**YOUR TASK**:
Copy the rows verbatim, beginning at their first line and stopping after the line that contains "point(574, 243)". Leave the pictures out.
## START DATASET EXTRACT
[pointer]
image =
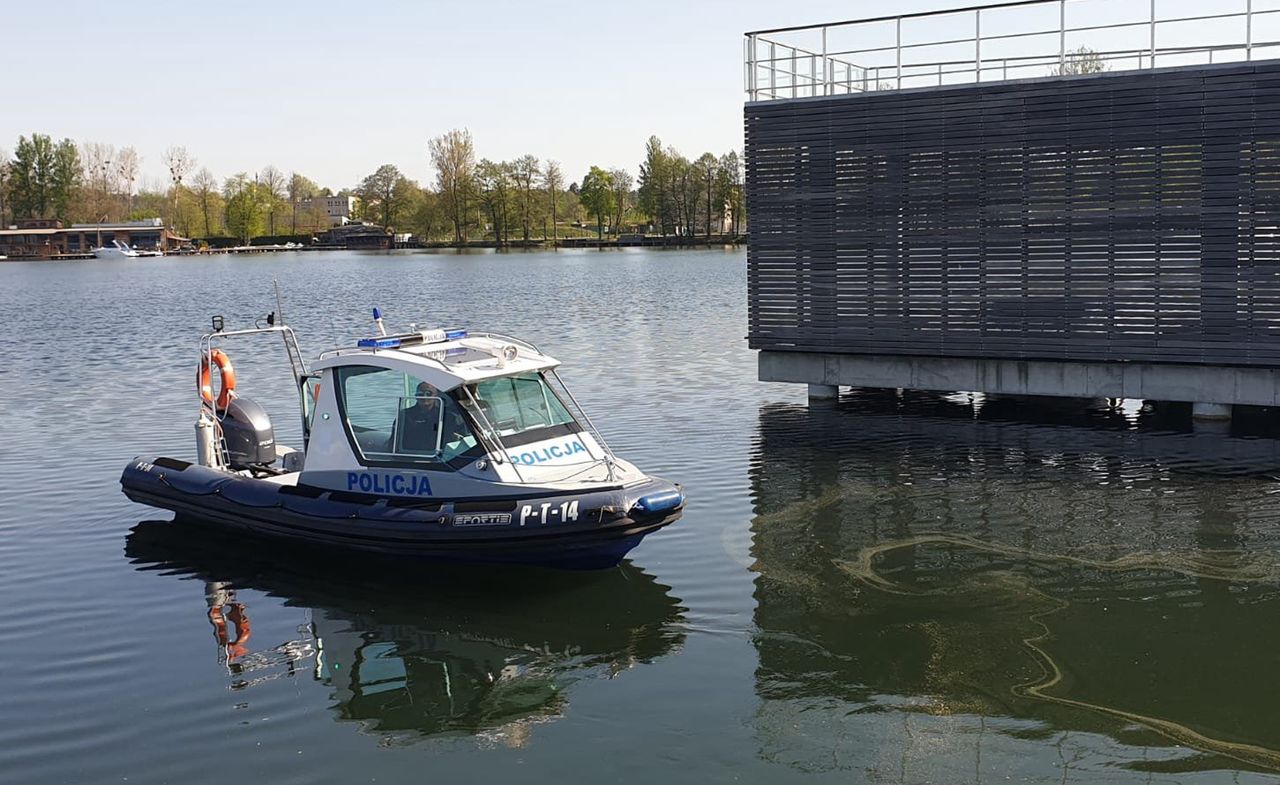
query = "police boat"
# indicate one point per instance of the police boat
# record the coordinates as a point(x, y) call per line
point(438, 443)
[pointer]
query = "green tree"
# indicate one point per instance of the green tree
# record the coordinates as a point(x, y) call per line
point(597, 195)
point(496, 186)
point(246, 208)
point(302, 191)
point(524, 173)
point(204, 187)
point(385, 194)
point(273, 186)
point(707, 169)
point(453, 158)
point(653, 195)
point(553, 179)
point(42, 177)
point(1080, 62)
point(621, 183)
point(732, 196)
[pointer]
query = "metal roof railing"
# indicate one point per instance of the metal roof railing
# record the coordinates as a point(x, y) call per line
point(1002, 41)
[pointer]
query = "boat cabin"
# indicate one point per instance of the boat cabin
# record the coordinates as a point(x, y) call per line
point(447, 414)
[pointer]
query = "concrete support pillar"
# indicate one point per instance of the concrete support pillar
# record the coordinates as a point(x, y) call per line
point(1211, 411)
point(823, 392)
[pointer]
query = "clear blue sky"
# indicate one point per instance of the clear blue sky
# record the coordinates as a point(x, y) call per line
point(333, 90)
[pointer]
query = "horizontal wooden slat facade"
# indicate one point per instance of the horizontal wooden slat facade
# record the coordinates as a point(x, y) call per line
point(1115, 217)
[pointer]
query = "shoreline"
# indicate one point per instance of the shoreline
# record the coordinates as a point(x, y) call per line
point(574, 243)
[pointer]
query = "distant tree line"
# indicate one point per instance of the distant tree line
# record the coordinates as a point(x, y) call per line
point(525, 199)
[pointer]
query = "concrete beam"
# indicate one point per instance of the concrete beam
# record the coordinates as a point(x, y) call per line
point(823, 392)
point(1156, 382)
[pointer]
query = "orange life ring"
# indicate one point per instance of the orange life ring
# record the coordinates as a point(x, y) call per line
point(206, 382)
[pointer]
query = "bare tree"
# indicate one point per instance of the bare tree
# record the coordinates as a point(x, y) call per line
point(4, 185)
point(100, 172)
point(179, 163)
point(553, 179)
point(455, 160)
point(205, 186)
point(300, 188)
point(621, 183)
point(127, 164)
point(274, 182)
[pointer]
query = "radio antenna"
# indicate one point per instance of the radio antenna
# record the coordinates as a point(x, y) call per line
point(279, 306)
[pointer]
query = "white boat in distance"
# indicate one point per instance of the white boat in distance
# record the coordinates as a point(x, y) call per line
point(122, 250)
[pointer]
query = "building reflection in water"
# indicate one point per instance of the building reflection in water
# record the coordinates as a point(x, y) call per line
point(412, 656)
point(949, 589)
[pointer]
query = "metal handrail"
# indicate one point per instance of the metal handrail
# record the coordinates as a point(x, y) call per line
point(778, 67)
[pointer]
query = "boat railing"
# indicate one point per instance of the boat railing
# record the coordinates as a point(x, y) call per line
point(507, 338)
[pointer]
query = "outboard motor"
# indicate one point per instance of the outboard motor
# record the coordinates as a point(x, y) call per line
point(248, 434)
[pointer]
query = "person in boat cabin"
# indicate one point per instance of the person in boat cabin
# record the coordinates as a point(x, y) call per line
point(421, 424)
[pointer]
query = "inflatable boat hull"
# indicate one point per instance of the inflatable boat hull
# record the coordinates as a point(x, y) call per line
point(603, 524)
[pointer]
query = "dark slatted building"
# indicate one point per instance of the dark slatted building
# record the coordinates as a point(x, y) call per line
point(1086, 224)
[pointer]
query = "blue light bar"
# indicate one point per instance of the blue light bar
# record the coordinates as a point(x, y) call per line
point(389, 342)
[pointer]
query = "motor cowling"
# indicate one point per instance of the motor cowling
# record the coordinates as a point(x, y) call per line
point(248, 436)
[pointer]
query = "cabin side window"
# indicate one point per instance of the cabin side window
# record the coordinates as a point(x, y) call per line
point(396, 418)
point(522, 409)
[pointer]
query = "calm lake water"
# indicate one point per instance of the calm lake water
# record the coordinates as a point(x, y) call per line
point(887, 589)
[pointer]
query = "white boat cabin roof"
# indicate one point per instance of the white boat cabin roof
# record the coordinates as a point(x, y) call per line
point(446, 359)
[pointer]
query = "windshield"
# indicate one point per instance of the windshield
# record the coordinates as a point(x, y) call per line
point(394, 418)
point(522, 409)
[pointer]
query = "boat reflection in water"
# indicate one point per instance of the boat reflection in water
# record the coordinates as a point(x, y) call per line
point(460, 652)
point(1015, 588)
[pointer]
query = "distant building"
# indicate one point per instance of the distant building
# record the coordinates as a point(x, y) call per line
point(338, 209)
point(357, 236)
point(46, 237)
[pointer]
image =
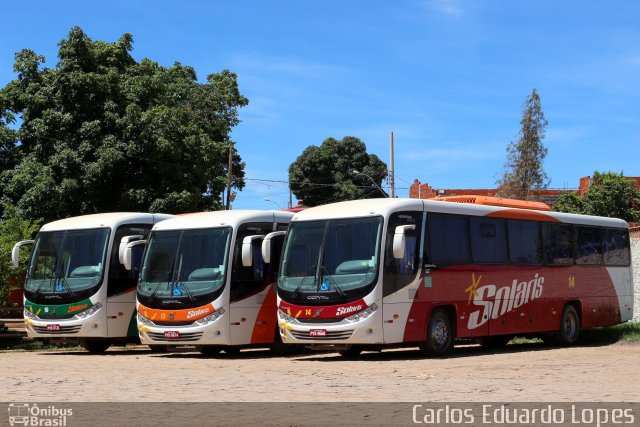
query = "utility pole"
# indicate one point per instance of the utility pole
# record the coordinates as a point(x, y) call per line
point(391, 176)
point(229, 176)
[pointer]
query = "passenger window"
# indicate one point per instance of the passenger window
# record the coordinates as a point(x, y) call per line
point(588, 251)
point(557, 240)
point(615, 245)
point(488, 240)
point(448, 239)
point(524, 242)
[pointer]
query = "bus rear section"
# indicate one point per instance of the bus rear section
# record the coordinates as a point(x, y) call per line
point(76, 287)
point(205, 282)
point(368, 274)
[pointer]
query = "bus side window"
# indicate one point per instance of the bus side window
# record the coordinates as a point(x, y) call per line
point(525, 246)
point(448, 237)
point(588, 247)
point(399, 273)
point(615, 247)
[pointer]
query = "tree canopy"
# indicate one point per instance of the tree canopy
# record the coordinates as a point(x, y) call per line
point(609, 194)
point(523, 175)
point(103, 132)
point(336, 170)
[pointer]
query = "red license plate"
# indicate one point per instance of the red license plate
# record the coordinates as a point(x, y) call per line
point(171, 335)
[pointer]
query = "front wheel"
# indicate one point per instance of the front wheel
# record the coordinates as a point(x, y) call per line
point(439, 334)
point(95, 346)
point(569, 327)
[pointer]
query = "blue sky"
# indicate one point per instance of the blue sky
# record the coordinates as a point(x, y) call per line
point(448, 77)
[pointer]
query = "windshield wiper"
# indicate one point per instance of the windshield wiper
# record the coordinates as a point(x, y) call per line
point(333, 282)
point(296, 291)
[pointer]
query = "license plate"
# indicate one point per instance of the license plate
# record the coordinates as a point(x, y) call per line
point(171, 335)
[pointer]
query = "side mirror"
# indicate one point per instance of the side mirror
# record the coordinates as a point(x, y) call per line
point(123, 245)
point(266, 245)
point(127, 257)
point(247, 249)
point(399, 240)
point(15, 252)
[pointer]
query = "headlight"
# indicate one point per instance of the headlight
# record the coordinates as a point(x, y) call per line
point(363, 314)
point(285, 316)
point(143, 320)
point(89, 311)
point(210, 318)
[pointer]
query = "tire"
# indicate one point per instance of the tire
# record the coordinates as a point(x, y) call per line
point(95, 346)
point(569, 327)
point(439, 334)
point(351, 353)
point(208, 350)
point(495, 341)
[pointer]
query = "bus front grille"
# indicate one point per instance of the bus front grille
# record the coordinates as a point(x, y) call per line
point(184, 336)
point(61, 330)
point(330, 335)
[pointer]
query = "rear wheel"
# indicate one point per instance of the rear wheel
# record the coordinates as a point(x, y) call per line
point(95, 345)
point(569, 327)
point(439, 334)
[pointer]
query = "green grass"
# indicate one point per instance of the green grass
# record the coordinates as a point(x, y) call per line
point(26, 344)
point(625, 332)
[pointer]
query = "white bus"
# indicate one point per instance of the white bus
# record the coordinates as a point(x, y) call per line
point(76, 286)
point(371, 273)
point(205, 282)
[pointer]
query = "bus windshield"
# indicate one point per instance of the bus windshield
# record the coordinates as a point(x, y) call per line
point(67, 261)
point(333, 259)
point(185, 263)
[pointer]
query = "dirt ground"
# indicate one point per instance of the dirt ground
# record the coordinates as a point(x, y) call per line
point(524, 372)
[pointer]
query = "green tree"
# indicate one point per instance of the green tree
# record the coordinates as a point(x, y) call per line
point(336, 170)
point(13, 228)
point(523, 176)
point(103, 132)
point(609, 194)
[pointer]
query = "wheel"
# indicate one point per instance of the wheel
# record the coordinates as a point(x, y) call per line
point(95, 345)
point(495, 341)
point(351, 352)
point(209, 350)
point(569, 327)
point(439, 334)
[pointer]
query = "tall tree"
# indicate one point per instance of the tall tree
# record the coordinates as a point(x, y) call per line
point(523, 175)
point(103, 132)
point(609, 194)
point(336, 170)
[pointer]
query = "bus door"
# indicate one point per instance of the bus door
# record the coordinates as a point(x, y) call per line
point(252, 300)
point(403, 305)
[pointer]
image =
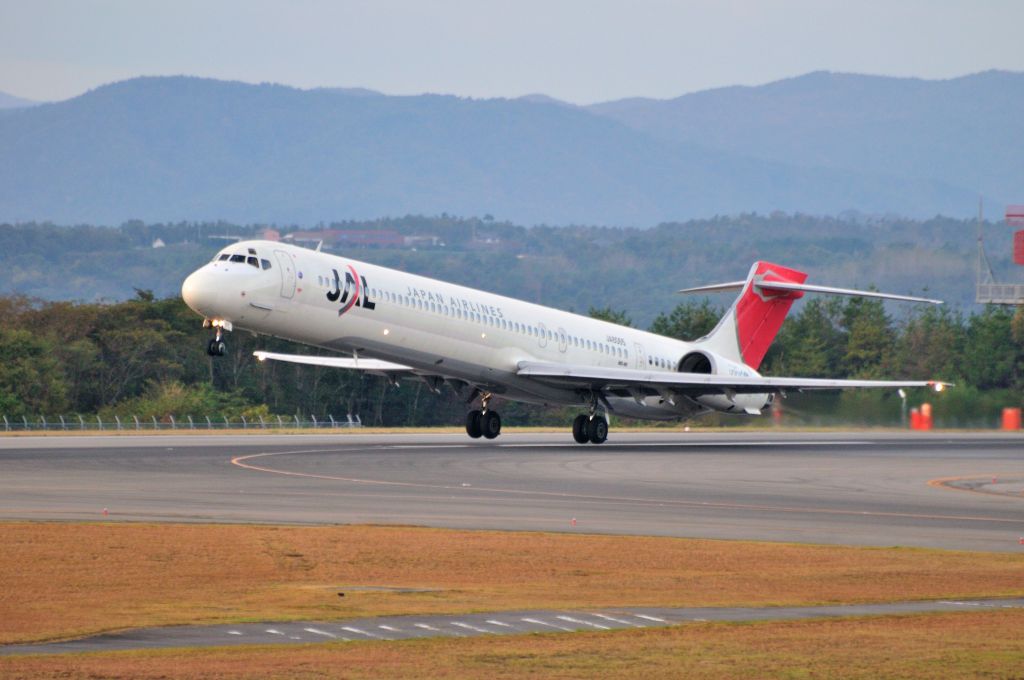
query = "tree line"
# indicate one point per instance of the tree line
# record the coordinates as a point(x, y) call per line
point(145, 356)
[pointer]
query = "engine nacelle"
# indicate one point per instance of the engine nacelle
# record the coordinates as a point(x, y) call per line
point(711, 364)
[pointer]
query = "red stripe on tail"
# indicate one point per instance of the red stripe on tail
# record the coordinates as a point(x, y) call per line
point(760, 313)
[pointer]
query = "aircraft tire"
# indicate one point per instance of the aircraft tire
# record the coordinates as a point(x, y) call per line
point(491, 423)
point(473, 426)
point(597, 429)
point(580, 429)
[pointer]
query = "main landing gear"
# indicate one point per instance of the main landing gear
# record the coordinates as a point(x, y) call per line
point(483, 422)
point(590, 428)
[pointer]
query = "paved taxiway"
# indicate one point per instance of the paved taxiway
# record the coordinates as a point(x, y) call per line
point(504, 623)
point(838, 487)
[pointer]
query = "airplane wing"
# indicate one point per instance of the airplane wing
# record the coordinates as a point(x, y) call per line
point(694, 383)
point(372, 365)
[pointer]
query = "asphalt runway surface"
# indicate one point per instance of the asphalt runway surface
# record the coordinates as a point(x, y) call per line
point(852, 487)
point(505, 623)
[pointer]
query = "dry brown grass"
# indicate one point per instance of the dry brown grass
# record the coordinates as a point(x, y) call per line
point(64, 580)
point(969, 644)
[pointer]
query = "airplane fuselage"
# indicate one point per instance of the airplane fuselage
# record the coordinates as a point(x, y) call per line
point(437, 328)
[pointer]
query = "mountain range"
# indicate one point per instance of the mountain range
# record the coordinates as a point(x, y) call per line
point(182, 147)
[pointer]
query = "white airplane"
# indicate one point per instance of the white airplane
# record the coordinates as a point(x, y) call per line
point(483, 345)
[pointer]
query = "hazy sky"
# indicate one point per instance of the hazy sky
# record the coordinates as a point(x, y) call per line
point(581, 50)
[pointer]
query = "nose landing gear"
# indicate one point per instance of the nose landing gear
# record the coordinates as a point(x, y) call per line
point(217, 346)
point(483, 422)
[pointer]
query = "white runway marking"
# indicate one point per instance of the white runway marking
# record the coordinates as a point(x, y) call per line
point(358, 631)
point(680, 444)
point(498, 623)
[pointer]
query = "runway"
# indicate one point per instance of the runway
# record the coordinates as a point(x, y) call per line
point(504, 623)
point(943, 491)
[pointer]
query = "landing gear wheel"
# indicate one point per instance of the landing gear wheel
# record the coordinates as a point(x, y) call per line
point(580, 428)
point(597, 429)
point(216, 347)
point(473, 424)
point(491, 423)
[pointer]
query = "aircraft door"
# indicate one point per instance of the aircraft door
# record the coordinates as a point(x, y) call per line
point(287, 266)
point(638, 352)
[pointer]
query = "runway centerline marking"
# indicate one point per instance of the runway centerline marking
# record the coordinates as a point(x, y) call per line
point(241, 461)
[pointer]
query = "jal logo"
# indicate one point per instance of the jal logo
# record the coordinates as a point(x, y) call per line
point(354, 294)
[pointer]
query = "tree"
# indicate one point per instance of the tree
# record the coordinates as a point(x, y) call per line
point(810, 344)
point(689, 321)
point(993, 359)
point(869, 340)
point(31, 381)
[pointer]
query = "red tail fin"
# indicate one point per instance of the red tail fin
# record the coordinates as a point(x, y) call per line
point(745, 332)
point(760, 313)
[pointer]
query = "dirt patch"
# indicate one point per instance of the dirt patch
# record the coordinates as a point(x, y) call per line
point(966, 644)
point(66, 580)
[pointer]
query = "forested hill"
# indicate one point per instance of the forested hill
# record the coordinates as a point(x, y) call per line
point(571, 267)
point(965, 131)
point(173, 149)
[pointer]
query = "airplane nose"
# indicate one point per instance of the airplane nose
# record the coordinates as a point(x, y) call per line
point(201, 293)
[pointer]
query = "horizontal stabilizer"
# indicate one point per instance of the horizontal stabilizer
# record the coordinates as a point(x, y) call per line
point(333, 362)
point(780, 287)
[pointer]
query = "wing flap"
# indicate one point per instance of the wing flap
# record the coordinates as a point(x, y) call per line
point(373, 365)
point(696, 383)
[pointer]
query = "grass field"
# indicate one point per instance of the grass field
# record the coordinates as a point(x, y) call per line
point(67, 580)
point(970, 644)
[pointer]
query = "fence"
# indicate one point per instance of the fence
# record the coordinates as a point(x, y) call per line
point(82, 423)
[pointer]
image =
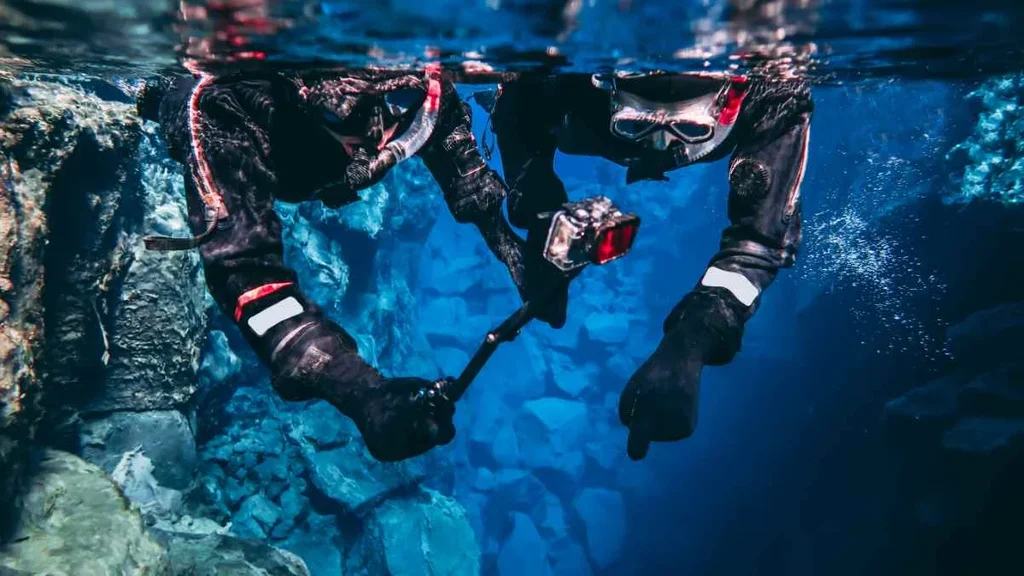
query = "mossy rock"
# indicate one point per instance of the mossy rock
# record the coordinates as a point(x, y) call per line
point(76, 522)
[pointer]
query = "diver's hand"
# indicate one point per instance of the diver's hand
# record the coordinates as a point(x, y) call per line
point(366, 170)
point(546, 287)
point(659, 403)
point(395, 424)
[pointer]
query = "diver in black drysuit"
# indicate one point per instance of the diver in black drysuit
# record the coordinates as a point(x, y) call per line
point(653, 124)
point(249, 139)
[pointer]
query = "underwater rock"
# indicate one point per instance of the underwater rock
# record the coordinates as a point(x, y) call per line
point(451, 361)
point(934, 403)
point(350, 477)
point(424, 533)
point(75, 521)
point(218, 554)
point(986, 436)
point(608, 328)
point(457, 274)
point(988, 337)
point(569, 560)
point(133, 475)
point(524, 551)
point(260, 509)
point(165, 437)
point(602, 513)
point(571, 377)
point(517, 489)
point(123, 325)
point(567, 336)
point(990, 168)
point(999, 393)
point(23, 232)
point(158, 322)
point(322, 424)
point(549, 517)
point(550, 435)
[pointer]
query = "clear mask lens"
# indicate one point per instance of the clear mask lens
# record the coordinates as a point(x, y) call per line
point(692, 132)
point(400, 101)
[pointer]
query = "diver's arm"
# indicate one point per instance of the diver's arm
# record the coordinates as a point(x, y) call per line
point(472, 191)
point(659, 402)
point(765, 175)
point(228, 161)
point(524, 116)
point(308, 356)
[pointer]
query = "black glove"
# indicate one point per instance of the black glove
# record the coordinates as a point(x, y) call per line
point(395, 423)
point(659, 403)
point(546, 287)
point(316, 359)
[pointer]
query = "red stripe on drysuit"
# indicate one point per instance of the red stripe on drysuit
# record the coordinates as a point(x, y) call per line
point(207, 190)
point(433, 87)
point(733, 99)
point(257, 293)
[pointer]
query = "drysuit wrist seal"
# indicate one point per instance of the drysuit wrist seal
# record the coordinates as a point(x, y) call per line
point(706, 321)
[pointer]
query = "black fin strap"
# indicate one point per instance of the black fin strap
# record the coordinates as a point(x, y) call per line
point(171, 244)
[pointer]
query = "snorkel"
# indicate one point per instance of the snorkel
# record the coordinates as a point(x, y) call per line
point(366, 171)
point(592, 231)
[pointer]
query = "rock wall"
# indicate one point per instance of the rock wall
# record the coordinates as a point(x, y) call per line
point(958, 439)
point(297, 474)
point(104, 339)
point(116, 330)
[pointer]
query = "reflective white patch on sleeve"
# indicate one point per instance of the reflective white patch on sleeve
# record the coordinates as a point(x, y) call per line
point(741, 288)
point(289, 307)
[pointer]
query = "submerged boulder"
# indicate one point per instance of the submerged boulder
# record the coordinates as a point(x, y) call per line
point(602, 513)
point(219, 554)
point(524, 551)
point(425, 533)
point(76, 521)
point(550, 433)
point(350, 477)
point(165, 437)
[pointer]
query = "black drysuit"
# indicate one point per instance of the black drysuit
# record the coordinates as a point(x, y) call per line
point(248, 140)
point(535, 117)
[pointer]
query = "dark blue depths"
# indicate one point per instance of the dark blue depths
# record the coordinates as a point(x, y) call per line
point(848, 437)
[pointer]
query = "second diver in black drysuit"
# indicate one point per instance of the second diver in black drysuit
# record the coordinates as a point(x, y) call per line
point(652, 124)
point(249, 139)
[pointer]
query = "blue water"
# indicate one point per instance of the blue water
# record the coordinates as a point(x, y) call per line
point(802, 463)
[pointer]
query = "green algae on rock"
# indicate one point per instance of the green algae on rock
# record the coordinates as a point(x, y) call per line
point(76, 522)
point(219, 554)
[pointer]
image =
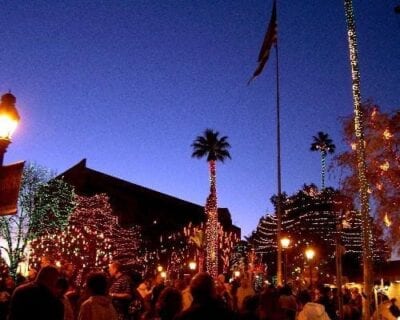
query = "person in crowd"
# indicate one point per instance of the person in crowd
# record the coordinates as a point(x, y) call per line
## END DATASET EXTRACT
**RESULT BELOW**:
[pointer]
image =
query = "police boat"
# indicate one point per instance of the police boat
# record the coordinates as a point(x, y) call per line
point(438, 443)
[pointer]
query = "green tree"
# indicate one point per instance of the green tree
# record the coordinates as a point(x, y) call per line
point(597, 195)
point(496, 186)
point(246, 208)
point(302, 191)
point(524, 173)
point(204, 187)
point(385, 194)
point(273, 186)
point(707, 169)
point(453, 158)
point(653, 195)
point(553, 179)
point(42, 177)
point(1080, 62)
point(621, 183)
point(732, 196)
[pointer]
query = "metal roof railing"
# indicate one point per instance of the metal roof railing
# record the coordinates as a point(x, y) call per line
point(1002, 41)
[pointer]
query = "boat cabin"
# indicate one point per instance of the boat cabin
# record the coordinates as a point(x, y) call per line
point(447, 414)
[pointer]
query = "concrete support pillar"
# indicate one point per instance of the concrete support pillar
# record the coordinates as a point(x, y) call per line
point(1211, 411)
point(823, 392)
[pointer]
query = "clear blue sky"
# indicate one point per instance of the clear blue sky
# record the coordinates as a point(x, y) call per line
point(333, 90)
[pointer]
query = "horizontal wooden slat facade"
# indicate one point per instance of the horizontal wooden slat facade
# record the coordinates as a point(x, y) call per line
point(1115, 217)
[pointer]
query = "shoreline"
# indicate one point per instance of the shoreline
# record the coordinates as a point(x, y) call per line
point(574, 243)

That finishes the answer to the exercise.